**TEXT PASSAGE**

The Nazis looted the assets of their victims (including those in concentration camps) to accumulate wealth. In 1998, a Swiss commission estimated that the Swiss National Bank held $440 million ($8 billion in 2020 currency) of Nazi gold, over half of which is believed to have been looted. It is estimated that nearly 100 ST of Nazi gold were laundered through Swiss banks, with only 4 ST being returned at the end of the war.

The Swiss military often opened fire on Axis bombers invading its airspace; Switzerland also shot down Allied planes over its territory on several occasions. Throughout the war, cities in Switzerland were accidentally bombed by both Axis and Allied aircraft. The Axis did have plans for an invasion of Switzerland, but Switzerland had formed complex fortifications and amassed thousands of soldiers in the mountains to thwart any Axis invasion.

====Microstates====

- Andorra remained neutral throughout World War II.
- Liechtenstein remained neutral throughout World War II. At the same time, Liechtenstein tied itself as closely as possible to Switzerland during the war in hopes of retaining the country's neutrality. Just before the end of the war, Franz Joseph II granted political asylum to First Russian National Army pro-Axis pro-emperor Vladimir White emigres led by General Boris Smyslovsky, who were being cared for by the Liechtenstein Red Cross. Liechtenstein refused to repatriate the Russians to the Soviet Union despite diplomatic pressure, being the only country to not do so.
- Vatican City remained neutral throughout World War II.

===Asia===
====Afghanistan====
- Afghanistan remained neutral throughout World War II.

====Bhutan====
- Bhutan remained neutral throughout World War II.

==== Tibet ====
- Tibet remained neutral throughout World War II. While de facto independent and under the rule of the Dalai Lama, it was internationally recognized as a province of the Republic of China. The Tibetan government received Allied (British and American) military officers in Lhasa in 1943. Following the end of World War II and the defeat of the Nationalists by the Communists in the Chinese Civil War, Tibet was invaded and annexed by the People's Republic of China in 1951.

**RECORD LIST**
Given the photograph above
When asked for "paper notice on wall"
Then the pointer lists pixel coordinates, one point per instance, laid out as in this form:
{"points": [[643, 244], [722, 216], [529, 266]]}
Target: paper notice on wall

**OBJECTIVE**
In the text on neutrality during World War II, which country refused to repatriate the Russian émigrés to the Soviet Union despite diplomatic pressure?

**EXERCISE ANSWER**
Liechtenstein.